**Aim**: Count the lines in the records below that contain the string "grass", with case mattering. Give only the number.
[START OF Task data]
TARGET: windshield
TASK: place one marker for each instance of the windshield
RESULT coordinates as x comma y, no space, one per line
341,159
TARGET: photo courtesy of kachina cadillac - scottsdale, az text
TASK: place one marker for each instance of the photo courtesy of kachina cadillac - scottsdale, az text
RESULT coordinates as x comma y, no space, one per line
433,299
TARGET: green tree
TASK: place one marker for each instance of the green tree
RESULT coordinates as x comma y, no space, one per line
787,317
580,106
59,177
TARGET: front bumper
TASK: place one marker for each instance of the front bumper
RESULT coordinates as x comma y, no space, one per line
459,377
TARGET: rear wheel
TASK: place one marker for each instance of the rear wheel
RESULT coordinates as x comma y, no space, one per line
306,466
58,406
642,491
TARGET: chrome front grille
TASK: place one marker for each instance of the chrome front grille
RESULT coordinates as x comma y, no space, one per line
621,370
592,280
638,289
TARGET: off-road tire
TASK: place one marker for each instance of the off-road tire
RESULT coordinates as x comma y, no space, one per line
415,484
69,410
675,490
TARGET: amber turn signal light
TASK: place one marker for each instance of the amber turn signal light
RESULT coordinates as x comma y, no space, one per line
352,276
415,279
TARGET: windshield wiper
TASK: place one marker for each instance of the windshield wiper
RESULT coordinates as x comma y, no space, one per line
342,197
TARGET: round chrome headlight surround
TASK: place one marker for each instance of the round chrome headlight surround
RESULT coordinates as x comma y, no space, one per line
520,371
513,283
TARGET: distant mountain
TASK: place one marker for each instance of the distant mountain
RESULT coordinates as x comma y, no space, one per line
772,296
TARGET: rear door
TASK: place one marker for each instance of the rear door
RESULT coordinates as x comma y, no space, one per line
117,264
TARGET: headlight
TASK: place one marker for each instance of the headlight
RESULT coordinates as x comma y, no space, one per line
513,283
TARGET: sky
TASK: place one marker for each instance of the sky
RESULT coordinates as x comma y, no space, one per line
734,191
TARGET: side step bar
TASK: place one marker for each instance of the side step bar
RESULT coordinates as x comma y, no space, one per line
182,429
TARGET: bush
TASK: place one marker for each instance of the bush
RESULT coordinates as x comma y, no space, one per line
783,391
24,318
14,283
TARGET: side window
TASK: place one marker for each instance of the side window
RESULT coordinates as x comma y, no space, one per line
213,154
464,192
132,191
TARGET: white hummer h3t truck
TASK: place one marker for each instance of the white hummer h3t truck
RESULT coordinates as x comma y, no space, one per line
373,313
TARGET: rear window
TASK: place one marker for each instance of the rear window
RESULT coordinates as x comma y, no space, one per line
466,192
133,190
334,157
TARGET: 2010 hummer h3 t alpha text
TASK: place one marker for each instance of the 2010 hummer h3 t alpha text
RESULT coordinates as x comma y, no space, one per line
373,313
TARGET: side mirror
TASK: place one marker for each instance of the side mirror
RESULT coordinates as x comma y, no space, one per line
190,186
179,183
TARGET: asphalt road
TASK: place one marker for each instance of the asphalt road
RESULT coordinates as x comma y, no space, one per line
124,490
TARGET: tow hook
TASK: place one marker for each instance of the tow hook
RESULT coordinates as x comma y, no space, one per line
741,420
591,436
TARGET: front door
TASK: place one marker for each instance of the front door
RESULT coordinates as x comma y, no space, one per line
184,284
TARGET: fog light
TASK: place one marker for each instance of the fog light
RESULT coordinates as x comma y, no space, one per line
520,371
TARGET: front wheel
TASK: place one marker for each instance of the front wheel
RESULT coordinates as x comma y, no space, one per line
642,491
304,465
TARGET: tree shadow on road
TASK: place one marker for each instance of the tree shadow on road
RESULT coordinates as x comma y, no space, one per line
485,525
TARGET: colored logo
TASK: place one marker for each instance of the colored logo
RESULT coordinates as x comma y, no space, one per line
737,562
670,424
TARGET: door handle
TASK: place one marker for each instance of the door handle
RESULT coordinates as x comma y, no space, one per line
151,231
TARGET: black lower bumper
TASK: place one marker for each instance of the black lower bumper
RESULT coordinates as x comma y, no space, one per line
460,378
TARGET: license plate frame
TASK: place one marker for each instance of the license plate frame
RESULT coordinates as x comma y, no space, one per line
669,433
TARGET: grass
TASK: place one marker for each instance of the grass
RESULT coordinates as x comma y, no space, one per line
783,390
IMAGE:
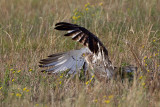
[END OF Task data]
**Finished exercise**: 2